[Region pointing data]
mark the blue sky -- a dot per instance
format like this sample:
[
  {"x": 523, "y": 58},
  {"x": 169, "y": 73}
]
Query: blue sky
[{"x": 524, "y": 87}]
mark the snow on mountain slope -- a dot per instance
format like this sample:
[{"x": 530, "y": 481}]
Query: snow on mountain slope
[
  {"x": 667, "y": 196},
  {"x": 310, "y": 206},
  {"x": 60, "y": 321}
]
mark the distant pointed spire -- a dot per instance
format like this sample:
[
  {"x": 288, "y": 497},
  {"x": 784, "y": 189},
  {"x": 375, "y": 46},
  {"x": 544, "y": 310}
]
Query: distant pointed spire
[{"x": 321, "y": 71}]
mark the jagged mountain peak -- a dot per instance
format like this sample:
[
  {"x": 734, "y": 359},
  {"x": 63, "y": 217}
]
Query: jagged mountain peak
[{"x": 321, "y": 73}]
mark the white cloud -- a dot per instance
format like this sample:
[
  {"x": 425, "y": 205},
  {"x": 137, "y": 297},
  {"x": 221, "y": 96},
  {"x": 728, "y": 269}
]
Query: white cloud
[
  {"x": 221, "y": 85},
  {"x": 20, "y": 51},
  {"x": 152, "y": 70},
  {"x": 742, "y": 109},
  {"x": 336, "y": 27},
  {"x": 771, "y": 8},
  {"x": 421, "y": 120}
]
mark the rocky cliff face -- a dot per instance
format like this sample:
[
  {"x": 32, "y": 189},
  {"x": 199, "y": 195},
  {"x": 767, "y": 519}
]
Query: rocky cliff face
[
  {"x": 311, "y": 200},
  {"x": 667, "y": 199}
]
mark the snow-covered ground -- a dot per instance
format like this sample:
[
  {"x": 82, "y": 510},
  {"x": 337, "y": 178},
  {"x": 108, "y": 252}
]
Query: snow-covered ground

WHAT IS REQUIRED | The response should be an exact copy of all the records above.

ANSWER FOR THE TASK |
mark the blue sky -- a dot per instance
format like this sample:
[
  {"x": 523, "y": 58},
  {"x": 169, "y": 73}
]
Query: blue sky
[{"x": 524, "y": 87}]
mark the snow on mountain slope -- a dot per instance
format like this sample:
[{"x": 530, "y": 481}]
Query: snow on mountain slope
[
  {"x": 667, "y": 196},
  {"x": 310, "y": 206},
  {"x": 60, "y": 321}
]
mark the distant pointed spire -- a dot per instance
format like this sample:
[
  {"x": 288, "y": 497},
  {"x": 784, "y": 189},
  {"x": 375, "y": 46},
  {"x": 544, "y": 310}
]
Query: distant pointed spire
[{"x": 321, "y": 71}]
mark the jagged mountain peak -- a dot per instance
format like this sample:
[
  {"x": 734, "y": 359},
  {"x": 63, "y": 217}
]
Query: jagged mountain peak
[{"x": 321, "y": 73}]
mark the white cloud -- a dot per instance
format like this sample:
[
  {"x": 425, "y": 205},
  {"x": 137, "y": 297},
  {"x": 221, "y": 96},
  {"x": 728, "y": 269}
]
Query: white cloud
[
  {"x": 221, "y": 85},
  {"x": 20, "y": 51},
  {"x": 152, "y": 70},
  {"x": 742, "y": 109},
  {"x": 336, "y": 27},
  {"x": 771, "y": 8},
  {"x": 421, "y": 120}
]
mark the rocky cliff face -- a dot per instance
format like this sample:
[
  {"x": 32, "y": 189},
  {"x": 199, "y": 195},
  {"x": 767, "y": 519}
]
Query: rocky cliff face
[
  {"x": 311, "y": 200},
  {"x": 667, "y": 199}
]
mark the snow-covered ground -- a dot per instance
format like this sample:
[
  {"x": 82, "y": 510},
  {"x": 337, "y": 178},
  {"x": 108, "y": 252}
]
Query: snow-covered ground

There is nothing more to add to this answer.